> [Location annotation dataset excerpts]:
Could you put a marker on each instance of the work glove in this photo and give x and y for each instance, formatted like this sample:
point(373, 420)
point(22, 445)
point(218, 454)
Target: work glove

> [Set problem]:
Copy out every line of the entries above, word for word and in the same order.

> [Written solution]:
Could you put a marker on each instance of the work glove in this photo and give x and y for each instance, formatted like this sample:
point(373, 420)
point(22, 445)
point(218, 454)
Target: work glove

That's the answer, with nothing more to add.